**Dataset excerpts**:
⁂
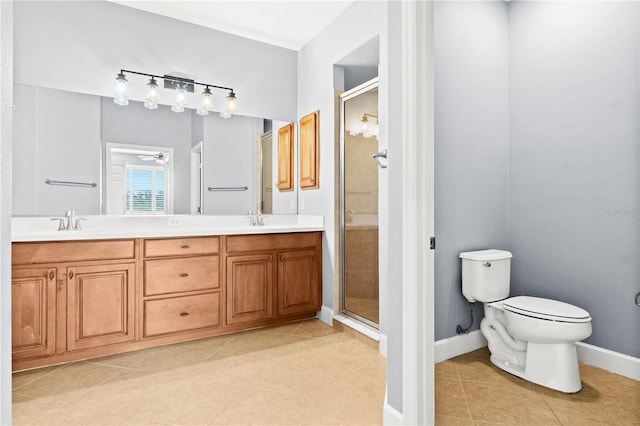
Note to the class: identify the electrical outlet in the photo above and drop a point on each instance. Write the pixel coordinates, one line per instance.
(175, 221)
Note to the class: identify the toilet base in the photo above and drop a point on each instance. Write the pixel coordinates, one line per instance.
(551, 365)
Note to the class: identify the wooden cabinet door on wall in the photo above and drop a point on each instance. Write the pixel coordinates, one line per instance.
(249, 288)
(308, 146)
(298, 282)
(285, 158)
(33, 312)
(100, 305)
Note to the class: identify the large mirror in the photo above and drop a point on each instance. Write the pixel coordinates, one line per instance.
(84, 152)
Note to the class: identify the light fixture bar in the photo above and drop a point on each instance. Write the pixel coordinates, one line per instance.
⁂
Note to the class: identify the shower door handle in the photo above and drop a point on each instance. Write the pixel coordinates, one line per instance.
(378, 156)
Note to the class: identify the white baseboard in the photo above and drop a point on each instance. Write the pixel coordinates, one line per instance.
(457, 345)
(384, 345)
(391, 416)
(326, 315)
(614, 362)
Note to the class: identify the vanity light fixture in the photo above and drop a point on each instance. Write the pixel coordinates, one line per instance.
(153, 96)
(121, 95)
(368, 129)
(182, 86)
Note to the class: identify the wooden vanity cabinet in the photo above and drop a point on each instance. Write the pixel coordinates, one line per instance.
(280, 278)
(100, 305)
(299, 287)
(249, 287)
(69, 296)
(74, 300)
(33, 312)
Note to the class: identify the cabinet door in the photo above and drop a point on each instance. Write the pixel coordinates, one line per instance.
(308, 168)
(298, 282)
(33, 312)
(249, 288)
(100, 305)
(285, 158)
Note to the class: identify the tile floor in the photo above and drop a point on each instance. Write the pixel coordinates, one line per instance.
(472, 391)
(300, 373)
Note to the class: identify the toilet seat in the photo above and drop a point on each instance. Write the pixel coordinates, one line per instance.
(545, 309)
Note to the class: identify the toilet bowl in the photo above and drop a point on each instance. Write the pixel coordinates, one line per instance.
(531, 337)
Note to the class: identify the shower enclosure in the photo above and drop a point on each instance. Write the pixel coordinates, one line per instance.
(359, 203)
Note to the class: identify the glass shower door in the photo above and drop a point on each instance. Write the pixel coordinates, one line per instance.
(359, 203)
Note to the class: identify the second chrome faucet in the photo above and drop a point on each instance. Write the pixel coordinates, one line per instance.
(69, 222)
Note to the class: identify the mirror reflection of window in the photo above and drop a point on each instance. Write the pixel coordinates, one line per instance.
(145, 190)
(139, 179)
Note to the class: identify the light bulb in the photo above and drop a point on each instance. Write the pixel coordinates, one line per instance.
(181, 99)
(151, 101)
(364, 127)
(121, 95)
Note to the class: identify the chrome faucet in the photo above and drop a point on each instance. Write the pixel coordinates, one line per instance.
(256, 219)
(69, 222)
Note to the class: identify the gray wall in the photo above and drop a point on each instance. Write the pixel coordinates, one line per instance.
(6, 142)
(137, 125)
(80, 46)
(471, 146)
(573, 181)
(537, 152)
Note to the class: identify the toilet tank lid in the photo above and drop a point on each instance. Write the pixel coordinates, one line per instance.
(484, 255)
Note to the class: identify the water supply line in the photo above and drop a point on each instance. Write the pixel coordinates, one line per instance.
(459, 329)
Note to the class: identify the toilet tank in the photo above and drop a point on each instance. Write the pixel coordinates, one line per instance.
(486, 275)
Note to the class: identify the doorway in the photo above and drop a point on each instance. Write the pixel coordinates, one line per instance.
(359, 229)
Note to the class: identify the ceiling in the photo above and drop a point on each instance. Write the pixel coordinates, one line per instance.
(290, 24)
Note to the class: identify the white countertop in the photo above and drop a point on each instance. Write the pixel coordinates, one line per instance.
⁂
The lines above from the one with "Note to the class: identify the electrical" through the one with "Note to the class: identify the light fixture" are to be duplicated exactly, ends included, with nothing added.

**The completed task**:
Note to the class: identify the electrical outlet in the photo above and drop a point on each instance. Write the pixel coordinates, one line per instance.
(175, 221)
Note to the class: identify the toilet base in the photo above and drop a point on each instance. Write the pixel coordinates, one line per instance.
(551, 365)
Note to the class: identify the wooden cabinet door on wall in the photo above and drop a point on each instance. Write the pixel coordinates, one line per instance.
(249, 288)
(308, 146)
(298, 282)
(285, 158)
(33, 312)
(100, 305)
Note to the class: identify the large mirror in the photo above and drop a point on each instance. Write the pixel coordinates, one line per instance.
(84, 152)
Note to the class: identify the light fixture bar in the photo above and drop a point on each instance. Write the pixel coordinates, one line per instance.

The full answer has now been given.